Excerpt from a dataset:
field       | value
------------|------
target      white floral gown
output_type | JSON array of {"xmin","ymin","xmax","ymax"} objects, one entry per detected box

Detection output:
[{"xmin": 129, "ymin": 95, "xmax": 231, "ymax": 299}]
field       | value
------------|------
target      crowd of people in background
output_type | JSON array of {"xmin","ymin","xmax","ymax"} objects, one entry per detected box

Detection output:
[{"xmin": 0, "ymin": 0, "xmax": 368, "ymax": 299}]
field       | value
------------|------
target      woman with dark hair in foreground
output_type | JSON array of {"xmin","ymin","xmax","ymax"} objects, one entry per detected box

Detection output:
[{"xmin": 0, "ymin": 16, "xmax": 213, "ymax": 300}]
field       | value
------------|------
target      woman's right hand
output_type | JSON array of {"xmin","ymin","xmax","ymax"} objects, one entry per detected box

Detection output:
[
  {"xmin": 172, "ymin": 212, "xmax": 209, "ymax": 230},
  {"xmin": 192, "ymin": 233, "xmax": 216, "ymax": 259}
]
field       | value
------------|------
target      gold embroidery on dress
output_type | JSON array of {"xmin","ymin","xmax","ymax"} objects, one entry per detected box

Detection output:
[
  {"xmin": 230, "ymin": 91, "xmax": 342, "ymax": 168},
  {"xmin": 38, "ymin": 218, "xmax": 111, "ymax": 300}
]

_What the task asks:_ How many lines in the material above contain the string "target"? Case counts, so count only exact-case matches, and reply with the number alone.

_Written response:_ 5